Les années passent, L’Oréal grandit. Eugène est dépensier. Il aime le luxe, se fait tout livrer sur mesure. Il possède une maison à l’Arcouest, des voiliers de course. « En régate, c’était sérieux. Il fallait gagner. Qu’est-ce qu’il nous engueulait ! Il m’a transmis le goût du beau, le sens du digne. L’argent, je l’ai vu vivre avec. Il en avait tout à fait le sens. Ça ne l’intéressait pas en tant que tel, mais si, quand il s’agissait de s’offrir un tableau ou un meuble de Ruhlmann, qu’il admirait. » Eugène Schueller meurt en 1957. Sa fille est l’actionnaire unique, à 35 ans. « Etre la fille du patron, ça n’était pas du gâteau tous les jours. Comment se comporter avec les gens ? Il faut du contact, de la persuasion. Pas de la gentillesse, mais de l’écoute. » Les décisions à prendre ? « Mon rôle : m’assurer que ce qui devait être tenté serait tenté. Si l’on se prend un bouillon, si l’on se trompe, je n’achète pas l’idée qu’on a failli. On a tenté. Cette nuance est essentielle. Mais j’avais souvent chaud sous la blouse ! » Sa devise favorite : « Haut les cœurs ! »

CONSIGNE:
Répondez à ces questions sur l'extrait consacré à Eugène Schueller :
1. Où Eugène possède-t-il une maison ?
2. En quelle année meurt-il ?
3. À quel âge sa fille devient-elle l'actionnaire unique ?

(Lignes du jeu de données)

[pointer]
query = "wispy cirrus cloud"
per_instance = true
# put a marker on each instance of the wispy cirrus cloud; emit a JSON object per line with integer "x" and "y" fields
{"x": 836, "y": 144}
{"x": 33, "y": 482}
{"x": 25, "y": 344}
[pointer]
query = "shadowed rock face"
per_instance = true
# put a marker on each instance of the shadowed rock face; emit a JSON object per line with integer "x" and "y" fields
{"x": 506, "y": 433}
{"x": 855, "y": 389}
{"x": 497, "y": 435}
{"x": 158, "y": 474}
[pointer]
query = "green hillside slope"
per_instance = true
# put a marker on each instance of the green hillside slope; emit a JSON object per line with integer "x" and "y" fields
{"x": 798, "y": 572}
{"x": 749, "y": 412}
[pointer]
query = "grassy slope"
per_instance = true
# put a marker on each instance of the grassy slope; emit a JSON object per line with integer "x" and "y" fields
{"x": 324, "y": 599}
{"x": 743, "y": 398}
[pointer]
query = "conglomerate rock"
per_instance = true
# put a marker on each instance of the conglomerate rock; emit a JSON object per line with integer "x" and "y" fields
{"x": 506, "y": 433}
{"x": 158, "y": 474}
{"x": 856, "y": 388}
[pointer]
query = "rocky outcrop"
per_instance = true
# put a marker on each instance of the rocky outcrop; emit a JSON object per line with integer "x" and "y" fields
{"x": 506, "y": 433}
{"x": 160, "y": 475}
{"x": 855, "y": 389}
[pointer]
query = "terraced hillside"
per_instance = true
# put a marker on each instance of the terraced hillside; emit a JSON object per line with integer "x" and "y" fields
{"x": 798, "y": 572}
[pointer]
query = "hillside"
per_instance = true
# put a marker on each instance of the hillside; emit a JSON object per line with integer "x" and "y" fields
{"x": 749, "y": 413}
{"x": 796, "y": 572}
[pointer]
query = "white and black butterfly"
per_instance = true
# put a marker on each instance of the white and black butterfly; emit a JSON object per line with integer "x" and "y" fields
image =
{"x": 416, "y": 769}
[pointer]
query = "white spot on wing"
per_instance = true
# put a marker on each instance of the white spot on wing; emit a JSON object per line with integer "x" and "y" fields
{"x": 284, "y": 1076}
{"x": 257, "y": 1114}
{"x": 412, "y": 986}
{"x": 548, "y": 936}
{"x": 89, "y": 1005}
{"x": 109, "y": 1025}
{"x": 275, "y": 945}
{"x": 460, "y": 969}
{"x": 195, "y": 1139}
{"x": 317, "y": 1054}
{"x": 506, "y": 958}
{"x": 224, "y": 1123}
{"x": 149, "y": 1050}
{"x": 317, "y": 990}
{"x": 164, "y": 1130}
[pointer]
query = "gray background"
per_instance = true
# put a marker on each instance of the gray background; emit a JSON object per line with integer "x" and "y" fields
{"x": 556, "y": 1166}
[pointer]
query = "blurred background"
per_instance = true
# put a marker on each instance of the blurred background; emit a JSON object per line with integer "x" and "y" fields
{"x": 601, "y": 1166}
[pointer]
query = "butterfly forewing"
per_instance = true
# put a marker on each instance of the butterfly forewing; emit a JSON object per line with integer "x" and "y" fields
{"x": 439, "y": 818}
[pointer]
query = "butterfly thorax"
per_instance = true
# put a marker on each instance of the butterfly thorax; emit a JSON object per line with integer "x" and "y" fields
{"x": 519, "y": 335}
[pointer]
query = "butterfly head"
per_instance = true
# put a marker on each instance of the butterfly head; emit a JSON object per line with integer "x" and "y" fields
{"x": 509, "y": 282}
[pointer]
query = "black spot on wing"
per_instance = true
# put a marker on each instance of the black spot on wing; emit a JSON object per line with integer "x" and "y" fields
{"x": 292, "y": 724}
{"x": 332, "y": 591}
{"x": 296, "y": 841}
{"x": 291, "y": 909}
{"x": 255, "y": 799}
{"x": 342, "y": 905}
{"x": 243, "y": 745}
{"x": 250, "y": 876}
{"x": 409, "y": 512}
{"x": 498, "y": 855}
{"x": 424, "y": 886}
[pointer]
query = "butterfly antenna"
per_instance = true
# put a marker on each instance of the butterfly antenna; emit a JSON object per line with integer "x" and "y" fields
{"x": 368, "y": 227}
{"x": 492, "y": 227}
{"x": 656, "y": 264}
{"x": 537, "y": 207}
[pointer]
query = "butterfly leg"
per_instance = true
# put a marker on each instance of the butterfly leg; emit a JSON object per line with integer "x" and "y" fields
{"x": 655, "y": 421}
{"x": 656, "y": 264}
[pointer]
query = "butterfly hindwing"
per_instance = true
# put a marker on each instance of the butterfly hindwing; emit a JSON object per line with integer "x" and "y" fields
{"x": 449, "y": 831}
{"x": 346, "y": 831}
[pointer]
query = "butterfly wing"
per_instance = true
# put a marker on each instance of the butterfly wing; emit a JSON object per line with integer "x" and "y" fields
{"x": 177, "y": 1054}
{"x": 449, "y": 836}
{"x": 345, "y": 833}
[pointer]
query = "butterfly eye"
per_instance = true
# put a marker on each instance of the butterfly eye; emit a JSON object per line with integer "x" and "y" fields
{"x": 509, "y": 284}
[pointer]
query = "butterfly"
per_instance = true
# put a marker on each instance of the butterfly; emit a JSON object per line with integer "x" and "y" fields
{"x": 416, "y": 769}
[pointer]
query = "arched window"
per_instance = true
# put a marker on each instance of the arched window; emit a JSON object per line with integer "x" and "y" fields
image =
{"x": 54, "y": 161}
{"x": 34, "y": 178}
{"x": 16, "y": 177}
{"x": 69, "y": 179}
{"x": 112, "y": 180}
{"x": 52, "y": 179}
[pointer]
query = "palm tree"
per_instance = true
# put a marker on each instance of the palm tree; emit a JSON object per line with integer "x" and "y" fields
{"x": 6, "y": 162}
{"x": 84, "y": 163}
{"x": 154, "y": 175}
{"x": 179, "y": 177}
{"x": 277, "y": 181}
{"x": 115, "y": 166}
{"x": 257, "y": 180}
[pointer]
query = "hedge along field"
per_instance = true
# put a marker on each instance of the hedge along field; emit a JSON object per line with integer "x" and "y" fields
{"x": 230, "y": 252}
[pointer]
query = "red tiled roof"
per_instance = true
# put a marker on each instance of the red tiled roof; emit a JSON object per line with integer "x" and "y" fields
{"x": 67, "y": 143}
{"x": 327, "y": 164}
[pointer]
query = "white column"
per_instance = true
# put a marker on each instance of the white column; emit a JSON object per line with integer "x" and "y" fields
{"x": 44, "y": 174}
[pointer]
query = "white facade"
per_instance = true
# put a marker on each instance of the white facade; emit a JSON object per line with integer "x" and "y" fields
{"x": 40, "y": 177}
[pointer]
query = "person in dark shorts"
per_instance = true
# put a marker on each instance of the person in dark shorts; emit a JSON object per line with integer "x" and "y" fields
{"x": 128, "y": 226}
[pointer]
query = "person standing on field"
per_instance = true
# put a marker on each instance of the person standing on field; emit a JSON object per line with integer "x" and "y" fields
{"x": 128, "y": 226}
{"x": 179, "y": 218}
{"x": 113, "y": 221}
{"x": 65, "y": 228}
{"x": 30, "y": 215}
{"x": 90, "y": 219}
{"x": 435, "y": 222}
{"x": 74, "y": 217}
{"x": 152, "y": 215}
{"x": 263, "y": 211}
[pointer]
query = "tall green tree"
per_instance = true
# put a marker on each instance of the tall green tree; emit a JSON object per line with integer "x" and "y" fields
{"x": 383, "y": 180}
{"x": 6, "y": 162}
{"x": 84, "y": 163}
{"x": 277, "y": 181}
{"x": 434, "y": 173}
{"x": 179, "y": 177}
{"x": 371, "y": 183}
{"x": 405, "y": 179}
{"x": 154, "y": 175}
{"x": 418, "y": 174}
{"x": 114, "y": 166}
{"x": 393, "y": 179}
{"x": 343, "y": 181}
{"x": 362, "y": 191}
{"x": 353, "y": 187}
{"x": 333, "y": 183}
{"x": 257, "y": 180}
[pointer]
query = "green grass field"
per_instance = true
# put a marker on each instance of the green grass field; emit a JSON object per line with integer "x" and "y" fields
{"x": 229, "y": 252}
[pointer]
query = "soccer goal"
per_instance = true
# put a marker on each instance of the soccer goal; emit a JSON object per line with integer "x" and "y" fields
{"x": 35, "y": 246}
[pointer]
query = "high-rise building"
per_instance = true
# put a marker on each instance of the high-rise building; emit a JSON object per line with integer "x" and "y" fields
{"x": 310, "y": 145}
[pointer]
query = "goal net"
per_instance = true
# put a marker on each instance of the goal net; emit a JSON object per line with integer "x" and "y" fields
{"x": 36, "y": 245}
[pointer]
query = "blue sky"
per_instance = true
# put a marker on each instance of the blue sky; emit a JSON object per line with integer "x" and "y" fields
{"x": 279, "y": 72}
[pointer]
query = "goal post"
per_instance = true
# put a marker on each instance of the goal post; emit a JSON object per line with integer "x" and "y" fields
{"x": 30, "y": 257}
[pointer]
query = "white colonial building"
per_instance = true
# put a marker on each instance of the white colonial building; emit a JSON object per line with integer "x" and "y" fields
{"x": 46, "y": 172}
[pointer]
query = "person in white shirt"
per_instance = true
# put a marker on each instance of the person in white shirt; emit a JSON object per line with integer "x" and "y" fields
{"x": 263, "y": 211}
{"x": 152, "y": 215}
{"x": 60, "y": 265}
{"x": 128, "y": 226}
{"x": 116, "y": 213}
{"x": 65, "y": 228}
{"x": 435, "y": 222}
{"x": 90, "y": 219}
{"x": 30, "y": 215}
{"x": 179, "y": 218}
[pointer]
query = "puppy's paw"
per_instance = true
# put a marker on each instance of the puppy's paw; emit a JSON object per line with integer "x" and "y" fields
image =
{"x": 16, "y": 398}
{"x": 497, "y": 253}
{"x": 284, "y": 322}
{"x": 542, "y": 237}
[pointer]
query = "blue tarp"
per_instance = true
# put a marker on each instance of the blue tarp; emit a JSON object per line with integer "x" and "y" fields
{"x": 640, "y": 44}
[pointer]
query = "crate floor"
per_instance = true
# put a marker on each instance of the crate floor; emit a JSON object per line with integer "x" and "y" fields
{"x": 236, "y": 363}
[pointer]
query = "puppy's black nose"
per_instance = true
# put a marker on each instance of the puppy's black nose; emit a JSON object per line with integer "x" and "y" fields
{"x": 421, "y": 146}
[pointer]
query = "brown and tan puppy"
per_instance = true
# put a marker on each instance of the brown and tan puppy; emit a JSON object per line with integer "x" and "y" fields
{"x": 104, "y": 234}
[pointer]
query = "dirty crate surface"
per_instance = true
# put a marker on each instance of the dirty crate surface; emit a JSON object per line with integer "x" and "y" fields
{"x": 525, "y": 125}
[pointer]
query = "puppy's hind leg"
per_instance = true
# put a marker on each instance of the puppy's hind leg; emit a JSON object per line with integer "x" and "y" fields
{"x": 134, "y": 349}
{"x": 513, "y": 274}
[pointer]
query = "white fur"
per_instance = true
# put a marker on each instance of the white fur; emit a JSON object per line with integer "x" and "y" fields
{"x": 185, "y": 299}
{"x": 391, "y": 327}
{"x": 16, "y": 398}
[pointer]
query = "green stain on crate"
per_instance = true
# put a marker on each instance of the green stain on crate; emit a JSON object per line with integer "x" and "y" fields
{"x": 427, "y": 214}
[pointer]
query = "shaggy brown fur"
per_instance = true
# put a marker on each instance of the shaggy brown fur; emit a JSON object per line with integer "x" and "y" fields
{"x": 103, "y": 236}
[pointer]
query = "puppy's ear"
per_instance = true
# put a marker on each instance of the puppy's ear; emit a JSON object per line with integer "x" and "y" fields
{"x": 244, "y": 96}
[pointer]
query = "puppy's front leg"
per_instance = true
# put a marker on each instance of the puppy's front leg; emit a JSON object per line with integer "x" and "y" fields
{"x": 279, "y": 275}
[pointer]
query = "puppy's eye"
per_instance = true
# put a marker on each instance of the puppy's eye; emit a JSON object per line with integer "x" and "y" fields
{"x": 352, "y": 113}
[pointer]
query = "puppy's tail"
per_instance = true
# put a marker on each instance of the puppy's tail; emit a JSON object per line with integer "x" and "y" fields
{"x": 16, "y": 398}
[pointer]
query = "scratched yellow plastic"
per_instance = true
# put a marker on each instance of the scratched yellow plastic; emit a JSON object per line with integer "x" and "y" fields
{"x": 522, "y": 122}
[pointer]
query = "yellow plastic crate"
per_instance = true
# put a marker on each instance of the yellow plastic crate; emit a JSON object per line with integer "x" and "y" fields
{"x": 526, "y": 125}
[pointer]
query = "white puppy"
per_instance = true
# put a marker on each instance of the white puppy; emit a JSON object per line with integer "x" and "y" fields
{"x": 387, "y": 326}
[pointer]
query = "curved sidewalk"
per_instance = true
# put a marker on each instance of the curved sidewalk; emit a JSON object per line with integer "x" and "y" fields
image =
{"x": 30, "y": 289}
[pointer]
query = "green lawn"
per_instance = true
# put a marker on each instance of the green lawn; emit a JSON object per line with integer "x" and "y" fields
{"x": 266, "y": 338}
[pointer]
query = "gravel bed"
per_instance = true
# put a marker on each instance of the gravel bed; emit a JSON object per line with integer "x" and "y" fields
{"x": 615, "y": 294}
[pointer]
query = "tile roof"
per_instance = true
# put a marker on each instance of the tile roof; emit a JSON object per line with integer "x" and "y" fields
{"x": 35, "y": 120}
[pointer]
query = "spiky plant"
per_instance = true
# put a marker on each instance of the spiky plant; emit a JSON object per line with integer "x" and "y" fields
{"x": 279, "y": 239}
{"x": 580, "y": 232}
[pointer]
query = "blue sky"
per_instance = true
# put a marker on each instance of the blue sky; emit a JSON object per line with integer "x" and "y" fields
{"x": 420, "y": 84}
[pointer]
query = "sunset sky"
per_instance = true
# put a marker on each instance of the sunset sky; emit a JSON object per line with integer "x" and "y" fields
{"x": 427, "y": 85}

RÉPONSE:
1. À l'Arcouest.
2. En 1957.
3. À 35 ans.